Multiprocessing in Python with Fortran and OpenMP

Creating Python modules with Fortran OpenMP code makes all available cores accessible to Python functions.

Python is arguably one of the most popular languages in use today and is being used more and more in HPC. However, Python code by itself is limited to a single thread because of the almighty global interpreter lock (GIL), “a mutex that protects access to Python objects, preventing multiple threads from executing Python bytecodes at once.” Given servers with 32 cores per socket, it seems somewhat wasteful to use just one core when programming in Python.

A number of tools and modules allow you to write multiprocessing or multithreaded code, including the multiprocessing module that comes in the standard library, Parallel Python, variations on queuing systems such as 0MQ (zeromq), and the mpi4py bindings of the Message Passing Interface (MPI) standard for writing MPI code in Python.

Another cool aspect of Python is that it’s possible to write extensions in other languages that can be loaded as modules using “wrapper” tools. For example, you can write extensions in Fortran and C as Python modules with tools such as SWIG, Pyfort, and F2PY. Writing parallel functions in Python is very difficult, but it’s fairly straightforward in C and Fortran with the use of a variety of abstractions, including OpenMP, which provides a path for Python functions to utilize all of the available cores.

In this article, I take a look at what’s possible by writing Python modules in Fortran that use all of the cores on a node or a subset of nodes (user controllable). To achieve this, I use F2PY to build the module.

(Point annotation records)
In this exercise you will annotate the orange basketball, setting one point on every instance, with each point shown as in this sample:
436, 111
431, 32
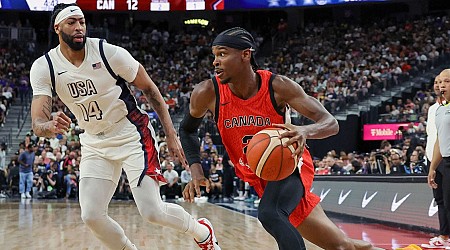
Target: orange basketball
267, 157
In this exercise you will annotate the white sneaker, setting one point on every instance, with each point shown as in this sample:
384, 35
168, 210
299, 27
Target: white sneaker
437, 242
211, 242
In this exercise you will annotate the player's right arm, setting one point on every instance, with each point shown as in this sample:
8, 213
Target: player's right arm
41, 106
202, 99
437, 158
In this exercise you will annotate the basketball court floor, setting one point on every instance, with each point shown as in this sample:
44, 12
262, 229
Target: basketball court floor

[CHALLENGE 1]: Copy the passage of the article on Python multiprocessing with Fortran and OpenMP word for word, from "Multiprocessing in Python" up to and including "to Python functions.".
[CHALLENGE 2]: Decide whether each statement agrees with the article on Python multiprocessing with Fortran and OpenMP. Answer yes or no and quote the deciding words. (a) The standard library includes a multiprocessing module. (b) The author builds the module with SWIG. (c) Writing parallel functions is described as straightforward in Python itself.
[CHALLENGE 3]: According to the article on Python multiprocessing with Fortran and OpenMP, how many cores per socket do the servers it mentions have?

[EXPECTED OUTPUT 1]:
Multiprocessing in Python with Fortran and OpenMP

Creating Python modules with Fortran OpenMP code makes all available cores accessible to Python functions.

[EXPECTED OUTPUT 2]:
(a) Yes: "including the multiprocessing module that comes in the standard library"
(b) No: "To achieve this, I use F2PY to build the module."
(c) No: "Writing parallel functions in Python is very difficult"

[EXPECTED OUTPUT 3]: 32 cores per socket.